# PAGE TEXT
What you're doing is dismissing a potentially valid judgement call by the only person with accurate information.

OP says her child has been getting bullied for a very long time.

Here's some guidance for you: it's only teasing when both sides can laugh at it. If one "side" is laughing and the other not, and it goes on for a long time, it's almost certainly bullying. For now, the right thing to do is accept OPs viewpoint.

Here are the first three lines of the "The Narcissists' Prayer":
It didn't happen
And if it did, it wasn't that bad
And if it was, that's not a big deal

You're currently (and I truly hope temporarily) profiling as someone doing a DARVO because you feel sympathy for the perpetrators.

Empathy (and Occam's Razor) leads us to initially consider the victim's perspective.
Of course there are real narcissists who fake being victims, so you have to be a bit skeptical. But to do the analysis you need sufficient facts, gathering more information (available only from OP) first if necessary.

Let it go for now. Await developments.
 
I dealt with a couple of older boys who bullied me in elementary school by knocking the cr-- out of them.
My answer to this problem as well. Though I've never been able to constructively explain it in terms of exporting the idea. Though I think it remains a sad reality that bullies generally only respond to force that they don't expect.

Though as an adult with lots of liability experience, I also have a keen understanding of how administrators are likely to respond to a message from the parents of a bullied student with a legal letterhead. :cool:
 
A reminder:

People DIE from suicide because they are told “suck it up” and “it’s all your fault” for their entire lives.

And I’m not full of crap btw, because if my suicide attempts had been successful and I hadn’t been hospitalized and gone through treatment, I wouldn’t be here to point this stuff out. I have permanent emotional scars, and physical scars on my body because of bullying… not only self-inflicted but from physical bullying too.

# WORK TASK
In the bullying discussion above, when is something only teasing?

# DATA UNDER STUDY
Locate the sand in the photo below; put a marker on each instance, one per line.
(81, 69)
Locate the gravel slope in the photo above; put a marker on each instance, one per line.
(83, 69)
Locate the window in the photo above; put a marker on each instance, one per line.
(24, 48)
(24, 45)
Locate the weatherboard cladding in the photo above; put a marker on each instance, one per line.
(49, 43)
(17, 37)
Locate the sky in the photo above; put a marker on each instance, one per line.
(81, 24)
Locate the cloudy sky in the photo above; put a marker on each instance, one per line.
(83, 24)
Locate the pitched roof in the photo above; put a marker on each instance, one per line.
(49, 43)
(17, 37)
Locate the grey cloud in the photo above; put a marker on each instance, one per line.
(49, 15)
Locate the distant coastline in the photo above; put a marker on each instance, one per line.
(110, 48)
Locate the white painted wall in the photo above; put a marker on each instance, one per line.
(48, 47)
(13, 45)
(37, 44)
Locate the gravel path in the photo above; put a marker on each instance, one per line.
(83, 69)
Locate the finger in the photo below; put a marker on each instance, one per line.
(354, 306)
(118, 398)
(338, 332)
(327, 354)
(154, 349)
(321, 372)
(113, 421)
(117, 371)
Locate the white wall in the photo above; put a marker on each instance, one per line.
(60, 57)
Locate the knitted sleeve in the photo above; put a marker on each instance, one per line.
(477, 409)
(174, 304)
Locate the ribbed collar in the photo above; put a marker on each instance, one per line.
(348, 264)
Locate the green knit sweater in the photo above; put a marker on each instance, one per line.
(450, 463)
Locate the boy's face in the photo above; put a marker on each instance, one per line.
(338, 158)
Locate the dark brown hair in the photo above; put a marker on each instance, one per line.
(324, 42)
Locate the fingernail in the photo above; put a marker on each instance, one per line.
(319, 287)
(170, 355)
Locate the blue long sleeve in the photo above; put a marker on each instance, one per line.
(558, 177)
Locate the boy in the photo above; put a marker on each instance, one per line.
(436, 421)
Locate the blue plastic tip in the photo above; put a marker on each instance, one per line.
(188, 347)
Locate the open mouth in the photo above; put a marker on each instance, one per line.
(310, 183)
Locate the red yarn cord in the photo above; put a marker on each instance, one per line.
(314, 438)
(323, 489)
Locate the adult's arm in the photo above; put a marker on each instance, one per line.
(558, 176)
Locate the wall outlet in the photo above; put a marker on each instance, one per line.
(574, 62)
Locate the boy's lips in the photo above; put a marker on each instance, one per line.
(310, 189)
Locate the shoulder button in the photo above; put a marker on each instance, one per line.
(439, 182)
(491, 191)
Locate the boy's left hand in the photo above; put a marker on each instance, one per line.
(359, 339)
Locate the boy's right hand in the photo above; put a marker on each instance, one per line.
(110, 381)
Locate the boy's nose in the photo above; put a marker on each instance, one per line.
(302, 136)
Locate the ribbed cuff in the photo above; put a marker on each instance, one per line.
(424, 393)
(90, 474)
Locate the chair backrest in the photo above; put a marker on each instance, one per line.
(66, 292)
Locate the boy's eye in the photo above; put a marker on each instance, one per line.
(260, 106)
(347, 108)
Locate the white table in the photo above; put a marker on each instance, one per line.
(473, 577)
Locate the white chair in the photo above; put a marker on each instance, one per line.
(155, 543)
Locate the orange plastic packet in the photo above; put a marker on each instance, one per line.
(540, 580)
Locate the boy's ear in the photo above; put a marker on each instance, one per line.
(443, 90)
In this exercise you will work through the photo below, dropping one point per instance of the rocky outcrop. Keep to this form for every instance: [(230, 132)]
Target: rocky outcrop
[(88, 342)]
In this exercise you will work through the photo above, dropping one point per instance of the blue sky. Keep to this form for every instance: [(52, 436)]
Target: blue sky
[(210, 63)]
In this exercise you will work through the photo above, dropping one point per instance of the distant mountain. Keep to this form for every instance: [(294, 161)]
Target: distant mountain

# ANSWER SPACE
When both sides can laugh at it.